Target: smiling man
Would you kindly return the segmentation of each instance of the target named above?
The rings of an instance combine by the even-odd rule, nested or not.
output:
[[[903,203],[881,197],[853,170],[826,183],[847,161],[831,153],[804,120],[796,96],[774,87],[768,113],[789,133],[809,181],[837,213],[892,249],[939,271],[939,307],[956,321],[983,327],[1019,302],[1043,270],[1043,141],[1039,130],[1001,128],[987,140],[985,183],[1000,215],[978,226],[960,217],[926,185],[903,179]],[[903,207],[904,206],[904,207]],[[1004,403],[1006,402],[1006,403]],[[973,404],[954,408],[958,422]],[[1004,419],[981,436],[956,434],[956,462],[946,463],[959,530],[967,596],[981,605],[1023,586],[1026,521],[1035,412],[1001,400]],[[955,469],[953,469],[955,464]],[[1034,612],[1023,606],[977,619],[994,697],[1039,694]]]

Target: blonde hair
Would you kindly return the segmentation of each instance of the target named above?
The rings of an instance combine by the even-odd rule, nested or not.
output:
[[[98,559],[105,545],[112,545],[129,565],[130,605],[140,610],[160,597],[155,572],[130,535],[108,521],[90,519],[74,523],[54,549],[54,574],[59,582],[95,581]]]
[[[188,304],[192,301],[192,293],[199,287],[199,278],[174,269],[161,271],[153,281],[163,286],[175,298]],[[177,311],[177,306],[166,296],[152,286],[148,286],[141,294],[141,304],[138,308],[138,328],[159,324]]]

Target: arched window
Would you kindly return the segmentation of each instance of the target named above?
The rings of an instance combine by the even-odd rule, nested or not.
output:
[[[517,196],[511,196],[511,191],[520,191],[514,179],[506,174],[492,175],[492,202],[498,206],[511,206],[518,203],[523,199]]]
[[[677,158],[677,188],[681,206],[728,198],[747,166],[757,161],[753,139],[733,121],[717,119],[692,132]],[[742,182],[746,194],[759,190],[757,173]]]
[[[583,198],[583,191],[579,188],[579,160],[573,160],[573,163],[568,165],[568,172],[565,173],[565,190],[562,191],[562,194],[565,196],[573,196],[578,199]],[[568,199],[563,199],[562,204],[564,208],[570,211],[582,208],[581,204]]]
--- --- ---
[Set task] Could you extract every line of the material above and reproduce each one verbatim, in its original order?

[Answer to this task]
Target: smiling man
Would you kindly return the segmentation of each instance of the target named above?
The rings of an instance combine by the even-odd rule, nested or not.
output:
[[[903,203],[881,197],[853,170],[826,183],[847,161],[831,153],[804,120],[796,96],[774,87],[768,113],[789,133],[809,181],[837,213],[892,249],[939,271],[939,307],[956,321],[983,327],[1019,302],[1043,270],[1043,141],[1039,130],[1001,128],[987,140],[985,183],[1000,215],[978,226],[960,217],[926,185],[903,179]],[[903,207],[904,206],[904,207]],[[1004,403],[1006,402],[1006,403]],[[973,404],[954,408],[958,422]],[[1004,419],[981,436],[956,434],[956,462],[946,463],[959,530],[967,596],[981,605],[1023,586],[1026,521],[1035,412],[1001,400]],[[955,469],[953,469],[955,464]],[[1034,612],[1023,606],[977,619],[994,697],[1039,694]]]

Target: blonde hair
Would you kindly return the segmentation of each instance of the target named above?
The rings of an instance combine by the even-odd rule, nested or not.
output:
[[[98,559],[105,545],[112,545],[129,565],[130,605],[140,610],[160,597],[155,572],[130,535],[108,521],[90,519],[74,523],[54,549],[54,574],[59,582],[95,581]]]
[[[188,304],[192,301],[192,293],[199,287],[199,278],[174,269],[161,271],[153,281],[163,286],[175,298]],[[177,311],[177,306],[166,296],[152,286],[148,286],[141,294],[141,304],[138,308],[138,328],[159,324]]]

Target: arched window
Would you kindly return the segmentation of each instance of the target named above?
The rings of an instance combine by the even-odd rule, nested or not.
output:
[[[517,196],[511,196],[511,191],[520,191],[514,179],[506,174],[492,175],[492,202],[498,206],[511,206],[518,203],[523,199]]]
[[[677,158],[677,188],[681,206],[728,198],[747,166],[757,161],[753,139],[733,121],[717,119],[692,132]],[[742,182],[746,194],[759,190],[757,173]]]
[[[583,198],[583,191],[579,188],[579,160],[573,160],[573,163],[568,165],[568,172],[565,173],[565,190],[562,191],[562,194],[565,196],[573,196],[578,199]],[[568,199],[563,199],[562,204],[564,208],[570,211],[582,208],[581,204]]]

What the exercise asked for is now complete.